• _TAREFAS PROPOSTAS_:
[A] Segundo o trecho sobre a desindustrialização, que parcela da manufatura no PIB o Brasil e os EUA alcançaram em 2018?
[B] Prossiga o trecho sobre a desindustrialização a partir da última frase mostrada.

• _TRECHO DA PÁGINA_:

O Brasil é um país de industrialização tardia que se industrializou intensamente a partir da década de cinquenta do século passado. Além disso, a duração do grau de industrialização brasileiro no pico foi curta. A parcela da manufatura no PIB brasileiro primeiro aumentou rapidamente, e logo em seguida diminuiu tão rápido quanto cresceu. Tanto o aumento quanto a queda ocorreram num curto intervalo de tempo e em níveis de renda per capita inferiores ao padrão esperado. Pode-se considerar que a curva brasileira tem um formato próprio, mais próximo de um “V invertido”, principalmente porque a duração no pico foi curtíssima, além de ser bem menos aberta (ou seja, com períodos mais curtos e pouca ampliação da renda per capita) que o padrão estilizado por Rodrik.
Sendo assim, comparativamente, a manufatura no Brasil perde participação relativa mais rápido que nos EUA. Em apenas 12 anos (1986-1998), perdeu 13,5 p.p. no PIB brasileiro (de 27,1% para 13,8%), enquanto nos EUA demorou 42 anos para perder os mesmos percentuais no PIB (de 26,1% para 12,3%, entre 1966 e 2008). Ou seja, os Estados Unidos (assim como vários países desenvolvidos) conseguiram administrar melhor o ritmo da desindustrialização.
Ademais, enquanto no Brasil o PIB per capita aumentou apenas 25% na fase de declínio do peso da manufatura no PIB, nos Estados Unidos quase triplicou. Em 2018, Brasil e EUA alcançaram a mesma participação da manufatura no PIB (de 11% a 12%), porém com níveis de renda per capita muito distintos. 
Para ampliar o foco da análise e englobar mais países, o gráfico a seguir exibe, para um período de 48 anos (de 1970 a 2017), as mesmas informações que a figura anterior apresentou para Brasil e Estados Unidos para cada um dos 30 países com os maiores parques industriais do mundo.

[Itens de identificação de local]
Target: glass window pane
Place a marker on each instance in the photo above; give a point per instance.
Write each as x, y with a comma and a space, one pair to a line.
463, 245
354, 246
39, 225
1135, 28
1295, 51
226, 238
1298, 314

• _RESPOSTAS_:
[A] De 11% a 12%.

[B]
Nos países desenvolvidos – Alemanha, Austrália, Áustria, Bélgica, Canadá, Espanha, França, Holanda, Itália, Japão, Reino Unido, Suécia e Suíça, além dos Estados Unidos – a queda da participação da indústria inicia-se num patamar elevado de renda per capita e durante este processo a renda per capita se expande muito. Nesses países, o fenômeno é uma mudança estrutural bem-sucedida em direção aos serviços que continuam elevando o padrão de vida da população, permitindo que a renda per capita seja crescente. Alguns segmentos, como serviços de informação e intensivos em conhecimento, passam por expressiva expansão neste caso.
Já no caso de regresso industrial prematuro, se enquadram, além do Brasil, Argentina, Filipinas, Indonésia e México. Nestes casos, a mudança estrutural para os serviços não ocorre de forma bem-sucedida, pois os serviços que ganham participação no PIB empregam profissionais de baixos salários e possuem baixo crescimento da produtividade. Assim, a economia reduz seu principal motor do crescimento sem que nenhum outro setor dinâmico assuma essa posição, ficando o país “armadilhado” numa trajetória de baixo crescimento. A presença de segmentos de serviços de informação e intensivos em conhecimento que pagam salários elevados é ínfima e representam ilhas num mar de serviços pouco sofisticados e de baixos salários. O Brasil é um exemplo notável disso.
Além dos casos de “desindustrialização normal” e “prematura” pela série mensurada a preços correntes, há um terceiro grupo de países em que a participação da indústria no PIB aumentou na maior parte do período. São eles: Arábia Saudita; Coreia do Sul, Irlanda, Malásia, e Tailândia. 
Na Malásia, a participação da manufatura no PIB dobrou de 15% para 30% e a renda per capita quadruplicou de US$ 5 mil para US$ 20 mil em PPC de 2017; na etapa final, este país começou a se desindustrializar num ritmo moderado e com incrementos substantivos de renda per capita, emulando o caso dos países desenvolvidos de retrocesso industrial considerado “normal ou positivo”. Certamente, Coreia do Sul e Irlanda representam os casos mais exitosos de industrialização na série mensurada a preços correntes: em ambos os países a parcela da manufatura aumentou para níveis acima de 30% do PIB e a renda per capita atingiu US$ 40 mil em PPC de 2017 na Coreia do Sul e superou os US$ 60 mil em PPC de 2017 na Irlanda.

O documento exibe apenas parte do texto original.